▶ [Task inputs]:
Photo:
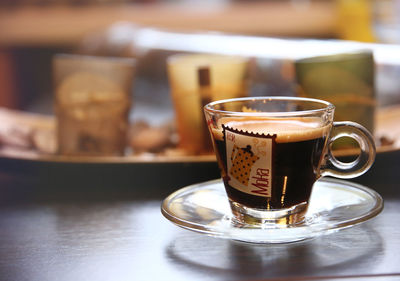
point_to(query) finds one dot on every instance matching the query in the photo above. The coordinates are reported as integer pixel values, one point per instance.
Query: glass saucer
(334, 205)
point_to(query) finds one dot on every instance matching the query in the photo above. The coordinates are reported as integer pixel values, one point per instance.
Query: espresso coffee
(270, 164)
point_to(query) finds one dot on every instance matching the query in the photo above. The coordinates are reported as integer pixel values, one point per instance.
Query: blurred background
(275, 32)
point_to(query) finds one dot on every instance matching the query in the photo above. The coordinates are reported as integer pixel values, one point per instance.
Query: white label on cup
(249, 161)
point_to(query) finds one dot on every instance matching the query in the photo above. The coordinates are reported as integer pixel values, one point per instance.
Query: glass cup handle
(334, 167)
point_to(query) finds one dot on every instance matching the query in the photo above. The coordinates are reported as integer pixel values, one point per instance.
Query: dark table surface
(103, 222)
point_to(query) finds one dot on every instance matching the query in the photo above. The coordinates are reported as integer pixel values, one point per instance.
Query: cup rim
(325, 106)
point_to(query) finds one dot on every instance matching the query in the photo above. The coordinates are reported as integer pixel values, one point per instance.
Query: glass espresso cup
(271, 151)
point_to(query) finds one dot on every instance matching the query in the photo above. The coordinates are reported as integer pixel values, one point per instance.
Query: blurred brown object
(387, 125)
(27, 131)
(57, 25)
(92, 103)
(144, 138)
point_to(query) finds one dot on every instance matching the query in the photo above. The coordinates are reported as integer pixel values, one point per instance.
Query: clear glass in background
(92, 104)
(386, 20)
(271, 150)
(196, 80)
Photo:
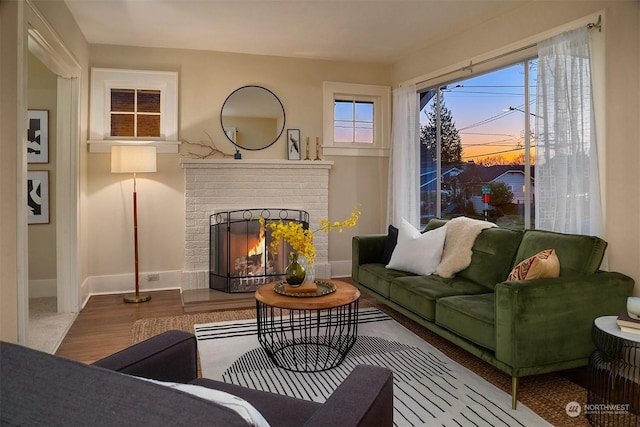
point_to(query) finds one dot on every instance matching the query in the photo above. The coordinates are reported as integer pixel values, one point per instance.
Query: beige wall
(621, 27)
(206, 79)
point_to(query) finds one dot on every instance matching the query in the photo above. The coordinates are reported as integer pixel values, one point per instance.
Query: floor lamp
(134, 159)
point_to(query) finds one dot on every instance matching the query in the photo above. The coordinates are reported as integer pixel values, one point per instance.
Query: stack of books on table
(628, 323)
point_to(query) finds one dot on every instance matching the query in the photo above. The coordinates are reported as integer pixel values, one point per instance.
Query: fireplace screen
(240, 256)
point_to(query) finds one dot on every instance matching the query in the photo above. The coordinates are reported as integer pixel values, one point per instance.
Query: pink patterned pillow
(543, 264)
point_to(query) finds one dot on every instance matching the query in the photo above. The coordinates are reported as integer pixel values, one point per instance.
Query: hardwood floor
(104, 325)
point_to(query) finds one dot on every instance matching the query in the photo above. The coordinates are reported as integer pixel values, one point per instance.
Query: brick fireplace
(216, 185)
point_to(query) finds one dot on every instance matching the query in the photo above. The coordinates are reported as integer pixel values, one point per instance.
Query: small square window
(356, 119)
(133, 107)
(353, 122)
(135, 113)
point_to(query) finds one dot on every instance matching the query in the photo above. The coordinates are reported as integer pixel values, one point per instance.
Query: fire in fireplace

▶ [Exercise objective]:
Restate the full listing verbatim and drop every picture.

▶ [Answer for the task]:
Photo:
point_to(query) finds one dot on every instance matching the query in the photo above. The coordinates are reported as integer pixel values, one point per instance.
Query: glass saucer
(334, 205)
point_to(query) finds one dot on every instance matching the query in the photo above. The coordinates are reported as integer pixel values, one point per instance.
Query: espresso coffee
(270, 164)
point_to(query) finds one dot on every instance matching the query in the photo above. The coordinates are reported as integer pixel values, one point per instance.
Query: blurred background
(275, 32)
point_to(query) finds one dot on every instance matching the query in the photo above. The coordinates are reported as integer pixel values, one point per instance.
Query: white label on cup
(249, 161)
point_to(query) finds one dot on every instance matching the query in the photo above. The coordinates are reported as integer pixel values, one point per instance.
Query: glass cup handle
(334, 167)
point_to(query) finds one dot on every instance matching the query in the photo above. The coordinates are reported as integer pixel values, one point per instance.
Query: dark table surface
(103, 222)
point_to(query) finds one dot on every instance matching the query in the photo above. The coordinates are reported as integer pixel values, one point per instance.
Query: cup rim
(325, 106)
point_to(query) finds one dot on every instance matching the query in the photo above. The coordinates are reported as integer pixel values, one point per instance.
Query: glass espresso cup
(271, 151)
point_to(query) finds one dot on every instance matching the query in the photo above. The coordinates are reported as integer pixel values, one point per instance.
Query: blurred brown object
(387, 125)
(27, 131)
(57, 25)
(92, 103)
(144, 138)
point_to(query) finds one dot on every instance matching the query in the photo above. The coordinates are reported as integer pixel values, one point per instance.
Query: clear glass in background
(92, 104)
(386, 20)
(271, 150)
(196, 80)
Photo:
point_to(query) finds one dot on every instance matching the query in the photo above. The coordinates are reported as integer pixel values, one point per instance.
Query: beige wall
(621, 27)
(206, 79)
point_to(query) finds one dot on every instance matching the query in the photo above. The coordinates are reported as integer pixel values, one point per instance.
Query: floor lamp
(134, 159)
point_to(query) finds one dot on every instance matching the query in the photo above. The coordinates are reported as integer pixel values, one point per instance.
Query: stack of books on table
(628, 323)
point_to(query) finds one dot on every instance matching the query in the photo above. The coordinates are reported as integer pixel values, one point per instance.
Query: fireplace screen
(240, 256)
point_to(query) finds one dot on every instance matching the query in the photo above. The coordinates are reported as integer pixel values, one point per instance.
Query: pink patterned pillow
(543, 264)
point_to(query) finds one dot on every instance matching the query in the photo above. The coordinates are reported as integer pixel values, one point per instance.
Query: hardwood floor
(104, 325)
point_to(query) finds one dot on every instance matching the query in the photo above. The coordinates are reported as integer pixel values, one point per instance.
Query: brick fireplace
(216, 185)
point_to(query) finds one dot on every instance matching the query in the photo above. The coordinates are reported as integer pixel values, one point per instance.
Query: small square window
(356, 119)
(133, 107)
(353, 122)
(135, 113)
point_to(query) finds one dot on every instance matching the query in the photo above. The coordinates are reported as integer pixel values, one point per instance.
Query: fire in fireplace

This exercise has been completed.